### Provided passage
· · ·

Harden is doing so in the online Master of Science in Health Informatics program at Northern Kentucky University (NKU). She is on track to graduate in December 2022.

“I have enjoyed working with Dr. Rupesh Agrawal so much,” she said. “I found a love for research that I didn’t know I had.

“When he asked us to figure out what project we’re going to work on for the capstone and what we’re passionate about, I had no answer. It made me contemplate and figure out what I am passionate about.”

In addition to working full time as a personal care assistant for adults with intellectual and developmental disabilities at the Northern Kentucky Area Development District, Harden is busy at home. She and her husband, Richard, have four sons — Cooper (9), Liam (5), Vance (2) and Phoenix (1).

“The online format works great for me,” she said. “It’s a little harder with the accelerated courses only lasting seven weeks.

“That’s another reason I have taken my time and kept it at pretty much one class at a time. It makes it extremely manageable for me. With four kids at home, that flexibility is important.”

· · ·

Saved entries
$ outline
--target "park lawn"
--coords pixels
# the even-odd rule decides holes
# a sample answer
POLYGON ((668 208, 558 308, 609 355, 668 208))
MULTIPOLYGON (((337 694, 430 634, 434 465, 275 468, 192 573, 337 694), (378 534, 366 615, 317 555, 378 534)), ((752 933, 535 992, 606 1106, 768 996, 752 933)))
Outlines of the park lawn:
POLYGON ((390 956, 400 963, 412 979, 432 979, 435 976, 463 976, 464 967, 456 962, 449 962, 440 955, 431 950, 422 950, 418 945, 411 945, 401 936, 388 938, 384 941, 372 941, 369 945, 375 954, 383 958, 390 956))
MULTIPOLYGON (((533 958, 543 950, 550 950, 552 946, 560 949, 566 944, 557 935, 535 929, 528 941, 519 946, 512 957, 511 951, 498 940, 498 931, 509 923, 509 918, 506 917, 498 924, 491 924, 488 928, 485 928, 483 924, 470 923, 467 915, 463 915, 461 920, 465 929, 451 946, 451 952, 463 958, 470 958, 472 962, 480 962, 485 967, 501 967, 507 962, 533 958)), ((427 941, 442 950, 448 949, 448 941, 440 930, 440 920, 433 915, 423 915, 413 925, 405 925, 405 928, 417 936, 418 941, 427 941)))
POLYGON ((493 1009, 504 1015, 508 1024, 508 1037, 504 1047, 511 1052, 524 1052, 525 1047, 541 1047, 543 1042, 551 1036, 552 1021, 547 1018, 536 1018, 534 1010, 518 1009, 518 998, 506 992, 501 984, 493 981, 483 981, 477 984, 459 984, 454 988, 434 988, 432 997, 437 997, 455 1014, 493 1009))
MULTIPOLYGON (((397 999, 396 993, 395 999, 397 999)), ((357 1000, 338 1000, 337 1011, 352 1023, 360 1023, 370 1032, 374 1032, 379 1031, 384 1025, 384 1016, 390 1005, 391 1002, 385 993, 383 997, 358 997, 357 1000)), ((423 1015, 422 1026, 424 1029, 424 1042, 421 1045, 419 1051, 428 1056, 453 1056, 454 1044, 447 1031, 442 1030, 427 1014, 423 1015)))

· · ·

### Instructions to follow
In the passage about Harden's graduate studies, how long do the accelerated courses last?

### Result of the task
Seven weeks.